======== AUSGEWÄHLTER AUSZUG ========

Multiples Myelom: Wohin führt der Weg?

Univ.-Doz. Eberhard Gunsilius gibt einen Überblick über das Satelliten-Symposium der „Multiple Myeloma Research Foundation“. Die drei folgenden Fragen wurden adressiert:

  1. Triplet oder Quadruplet zur Induktionstherapie?
  2. Zeitlich begrenzte oder Erhaltungstherapie bis Progress?
  3. RRMM: T-Zell-basierte Therapien oder Ausschöpfung der „konventionellen“ Therapien?

Vor und nach den geplant kontroversiellen Vorträgen war ein Abstimmen der Zuseher im Rahmen eines Online-Votings möglich.

CASSIOPEIA (D-VTD) und GRIFFIN (Dara-VRD)

Die CASSIOPEIA-Studie (VTD vs. D-VTD bei transplantablen Patienten) zeigte, dass Patienten mit Hochrisikomerkmalen (ISS III oder Hochrisiko-Genetik) offensichtlich nur begrenzt von einer Zugabe von Daratumumab zu VTD in der Induktionstherapie profitieren, trotz beeindruckenden Benefits bezüglich Remissionsqualität für die Gesamtkohorte (CASSIOPEIA-Studie). Ähnliches sieht man in der GRIFFIN-Studie (Dara-VRD vs. VRD bei transplantablen Patienten). Dies steht in einem gewissen Widerspruch zu z. B. den Daten der POLLUX-Studie (Dara-RD vs. RD in RRMM), wo sich für diese Gruppe ein Vorteil zeigte. Möglicherweise bringt ein „sequencing“, d. h. der Einsatz von Daratumumab nach der Transplantation, hier Vorteile. Studien, die diese Frage adressieren, laufen bereits. Dr. Richardson merkte an, dass Vierfach-Kombinationen in der Erstlinientherapie auch mit mehr Toxizität behaftet sind, was sich negativ auf den Therapieerfolg auswirken kann. Auch ist der „mutational burden“ der Myelomzellen im Rezidiv nach Hochdosis-Melphalan etwa dreimal höher, was mit zu einem schlechten Langzeit-Outcome beitragen könnte.

======== DATENAUFLISTUNG ========

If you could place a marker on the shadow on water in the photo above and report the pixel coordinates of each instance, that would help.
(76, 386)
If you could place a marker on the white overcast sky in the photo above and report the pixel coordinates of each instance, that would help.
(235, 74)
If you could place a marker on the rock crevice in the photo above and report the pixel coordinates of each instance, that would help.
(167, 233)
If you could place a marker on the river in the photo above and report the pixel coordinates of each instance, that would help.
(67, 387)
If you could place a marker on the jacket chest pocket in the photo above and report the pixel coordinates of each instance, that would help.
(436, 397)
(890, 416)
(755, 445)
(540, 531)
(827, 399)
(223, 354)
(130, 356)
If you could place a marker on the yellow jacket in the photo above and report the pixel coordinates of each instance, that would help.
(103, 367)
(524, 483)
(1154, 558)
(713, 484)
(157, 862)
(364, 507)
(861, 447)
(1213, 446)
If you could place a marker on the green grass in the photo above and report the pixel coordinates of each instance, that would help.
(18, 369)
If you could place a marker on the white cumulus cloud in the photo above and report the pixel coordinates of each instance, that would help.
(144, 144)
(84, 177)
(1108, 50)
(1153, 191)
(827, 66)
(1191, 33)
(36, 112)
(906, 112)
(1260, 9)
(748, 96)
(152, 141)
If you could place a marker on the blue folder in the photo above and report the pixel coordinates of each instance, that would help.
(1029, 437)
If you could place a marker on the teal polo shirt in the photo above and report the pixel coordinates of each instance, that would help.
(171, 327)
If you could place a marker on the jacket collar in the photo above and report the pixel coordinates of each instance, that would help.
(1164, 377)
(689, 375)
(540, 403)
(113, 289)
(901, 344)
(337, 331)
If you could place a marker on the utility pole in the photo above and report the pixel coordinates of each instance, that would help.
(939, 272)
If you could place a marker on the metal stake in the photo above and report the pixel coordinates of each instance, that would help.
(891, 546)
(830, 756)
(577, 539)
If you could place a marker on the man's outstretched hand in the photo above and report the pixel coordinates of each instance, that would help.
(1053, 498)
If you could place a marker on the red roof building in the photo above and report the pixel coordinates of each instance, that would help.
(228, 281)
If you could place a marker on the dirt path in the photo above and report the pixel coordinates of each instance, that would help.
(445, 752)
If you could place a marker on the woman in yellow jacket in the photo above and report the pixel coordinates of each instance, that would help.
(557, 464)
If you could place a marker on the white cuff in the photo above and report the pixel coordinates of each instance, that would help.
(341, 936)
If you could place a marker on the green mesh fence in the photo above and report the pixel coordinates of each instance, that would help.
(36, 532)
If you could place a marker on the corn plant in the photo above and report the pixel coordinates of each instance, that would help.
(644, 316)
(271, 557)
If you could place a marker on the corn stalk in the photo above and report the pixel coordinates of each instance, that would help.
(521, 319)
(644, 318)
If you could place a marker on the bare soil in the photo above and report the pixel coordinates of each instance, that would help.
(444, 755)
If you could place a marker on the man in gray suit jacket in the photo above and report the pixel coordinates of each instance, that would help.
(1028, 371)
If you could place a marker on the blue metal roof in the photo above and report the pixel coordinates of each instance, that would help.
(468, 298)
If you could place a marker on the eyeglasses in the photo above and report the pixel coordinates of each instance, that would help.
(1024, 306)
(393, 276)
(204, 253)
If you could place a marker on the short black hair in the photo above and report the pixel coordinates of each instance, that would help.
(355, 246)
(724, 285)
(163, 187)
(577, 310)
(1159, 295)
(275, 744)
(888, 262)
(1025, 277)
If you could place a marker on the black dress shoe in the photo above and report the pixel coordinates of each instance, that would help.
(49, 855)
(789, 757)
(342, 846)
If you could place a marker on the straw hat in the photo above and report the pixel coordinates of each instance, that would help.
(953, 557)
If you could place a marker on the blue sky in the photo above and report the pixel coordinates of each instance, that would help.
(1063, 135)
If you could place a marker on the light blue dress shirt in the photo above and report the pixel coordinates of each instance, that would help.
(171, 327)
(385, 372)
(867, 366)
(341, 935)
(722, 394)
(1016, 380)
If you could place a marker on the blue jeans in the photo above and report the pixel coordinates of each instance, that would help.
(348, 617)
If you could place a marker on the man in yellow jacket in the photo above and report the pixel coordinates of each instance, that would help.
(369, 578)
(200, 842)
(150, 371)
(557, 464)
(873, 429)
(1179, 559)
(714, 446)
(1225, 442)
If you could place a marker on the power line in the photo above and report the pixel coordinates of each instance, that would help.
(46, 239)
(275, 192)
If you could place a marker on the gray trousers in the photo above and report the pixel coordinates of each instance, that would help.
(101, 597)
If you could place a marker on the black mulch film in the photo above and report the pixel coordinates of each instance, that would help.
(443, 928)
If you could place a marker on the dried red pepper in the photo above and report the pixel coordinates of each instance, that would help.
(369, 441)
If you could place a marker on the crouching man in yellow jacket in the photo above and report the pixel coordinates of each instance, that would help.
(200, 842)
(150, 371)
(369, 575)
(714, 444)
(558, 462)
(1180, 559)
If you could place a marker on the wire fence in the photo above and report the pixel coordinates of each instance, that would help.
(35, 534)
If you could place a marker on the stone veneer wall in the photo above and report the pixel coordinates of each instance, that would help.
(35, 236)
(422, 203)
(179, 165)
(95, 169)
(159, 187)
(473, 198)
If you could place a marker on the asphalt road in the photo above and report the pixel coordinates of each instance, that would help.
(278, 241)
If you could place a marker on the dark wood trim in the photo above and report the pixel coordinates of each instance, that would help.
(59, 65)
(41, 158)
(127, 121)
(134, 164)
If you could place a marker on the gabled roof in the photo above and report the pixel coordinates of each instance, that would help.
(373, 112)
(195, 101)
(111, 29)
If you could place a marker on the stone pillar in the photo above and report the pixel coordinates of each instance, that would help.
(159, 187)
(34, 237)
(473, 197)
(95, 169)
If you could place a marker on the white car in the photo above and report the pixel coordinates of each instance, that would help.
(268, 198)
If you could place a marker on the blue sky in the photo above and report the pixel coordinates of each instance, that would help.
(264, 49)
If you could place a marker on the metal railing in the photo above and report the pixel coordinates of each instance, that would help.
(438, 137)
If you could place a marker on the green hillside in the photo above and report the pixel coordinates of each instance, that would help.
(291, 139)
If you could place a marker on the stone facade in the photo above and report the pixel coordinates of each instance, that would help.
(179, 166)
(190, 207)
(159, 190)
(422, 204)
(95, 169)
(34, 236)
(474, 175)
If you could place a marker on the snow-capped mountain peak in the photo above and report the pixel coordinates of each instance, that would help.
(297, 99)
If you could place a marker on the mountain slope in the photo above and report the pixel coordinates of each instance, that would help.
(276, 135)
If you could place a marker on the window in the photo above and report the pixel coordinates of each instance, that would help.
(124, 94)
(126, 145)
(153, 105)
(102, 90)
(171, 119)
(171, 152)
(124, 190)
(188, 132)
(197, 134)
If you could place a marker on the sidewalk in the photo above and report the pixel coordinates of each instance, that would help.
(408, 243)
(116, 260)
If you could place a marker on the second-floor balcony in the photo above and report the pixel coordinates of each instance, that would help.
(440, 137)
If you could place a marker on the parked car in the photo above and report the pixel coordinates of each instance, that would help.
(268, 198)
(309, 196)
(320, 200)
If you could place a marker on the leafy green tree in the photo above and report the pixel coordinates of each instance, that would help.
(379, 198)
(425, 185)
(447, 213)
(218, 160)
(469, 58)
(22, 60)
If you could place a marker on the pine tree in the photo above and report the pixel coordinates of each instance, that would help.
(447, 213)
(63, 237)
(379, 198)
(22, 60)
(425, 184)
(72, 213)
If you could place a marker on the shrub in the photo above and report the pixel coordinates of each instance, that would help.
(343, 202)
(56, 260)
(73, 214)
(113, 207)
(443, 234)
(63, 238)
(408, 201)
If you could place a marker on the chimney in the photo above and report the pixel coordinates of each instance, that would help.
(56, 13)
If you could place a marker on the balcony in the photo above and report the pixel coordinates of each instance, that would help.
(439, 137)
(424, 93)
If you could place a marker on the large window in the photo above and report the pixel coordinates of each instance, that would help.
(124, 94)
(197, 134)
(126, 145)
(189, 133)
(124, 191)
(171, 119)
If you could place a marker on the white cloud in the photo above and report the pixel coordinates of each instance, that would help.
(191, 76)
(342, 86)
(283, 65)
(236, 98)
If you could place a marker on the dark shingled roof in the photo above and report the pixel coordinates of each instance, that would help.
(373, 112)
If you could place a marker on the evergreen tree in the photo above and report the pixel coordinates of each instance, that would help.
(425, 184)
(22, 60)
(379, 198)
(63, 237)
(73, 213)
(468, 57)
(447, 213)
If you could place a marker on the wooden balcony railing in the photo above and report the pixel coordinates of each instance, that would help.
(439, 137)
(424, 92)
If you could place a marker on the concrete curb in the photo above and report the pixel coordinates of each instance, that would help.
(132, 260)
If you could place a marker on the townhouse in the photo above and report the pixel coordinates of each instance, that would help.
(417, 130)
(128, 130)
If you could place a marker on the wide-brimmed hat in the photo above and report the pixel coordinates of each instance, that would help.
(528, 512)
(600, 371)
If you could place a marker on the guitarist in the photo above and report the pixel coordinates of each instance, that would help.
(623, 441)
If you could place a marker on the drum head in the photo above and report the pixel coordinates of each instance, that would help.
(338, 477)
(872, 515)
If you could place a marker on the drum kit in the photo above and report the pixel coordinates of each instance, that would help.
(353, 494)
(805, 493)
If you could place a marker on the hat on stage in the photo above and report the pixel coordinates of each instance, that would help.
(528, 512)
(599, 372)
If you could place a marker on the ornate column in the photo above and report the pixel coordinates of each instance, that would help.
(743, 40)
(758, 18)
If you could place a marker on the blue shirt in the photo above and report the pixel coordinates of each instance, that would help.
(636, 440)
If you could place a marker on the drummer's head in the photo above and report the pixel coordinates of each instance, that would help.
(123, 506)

========

## AUFGABENSTELLUNG
Führe den Auszug zum Multiplen Myelom im gleichen fachlichen Stil ab seinem letzten Satz fort. Die Zeilen sind eigenständiges Material und stehen für sich, unabhängig vom Auszug zum Multiplen Myelom.

## GELÖSTE AUFGABE
Abstimmungsergebnis:
56 % der Befragten würden D-VRD als Induktion geben, vorher waren es 52 %, also ein klares Bekenntnis zu den Vierfach-Kombinationen als Induktionstherapie bei jungen transplantablen Patienten. Patientenbeispiel: 61 Jahre alt, ohne signifikante Komorbiditäten, mit 1q21+ & t(4;14)

Stellenwert der autologen Transplantation

Die frühe autologe Transplantation in der Erstlinientherapie stellt bei Hochrisikopatienten immer noch den Standard dar (siehe z. B. Follow-up-Daten der EMN02/HO95-Studie VMP vs. ASCT, Abstr. 142), bei Patienten mit Standardrisiko wird dieses Vorgehen hingegen durchaus kontrovers diskutiert. So können mit modernen Kombinationen (KRD oder D-KRD) bei einem hohen Prozentsatz der Patienten MRD-negative Remissionen induziert werden, und das Gesamtüberleben mit später Transplantation ist bemerkenswert (8-Jahre-Follow-up der IFM 2009 Studie, Perrot A et al, Abstract 143; nur etwa 75 % der für eine spätere Transplantation geplanten Patienten erhielten dann allerdings tatsächlich diese Behandlung). Daher wird spekuliert, dass in Zukunft möglicherweise (z. B. MRD-gesteuert) bei diesen Patienten auf eine frühe Transplantation zugunsten eines antikörperhaltigen Quadruplets mit entsprechender Erhaltungstherapie verzichtet werden kann. Derzeit wird die frühe Transplantation auch bei Standardrisikopatienten empfohlen.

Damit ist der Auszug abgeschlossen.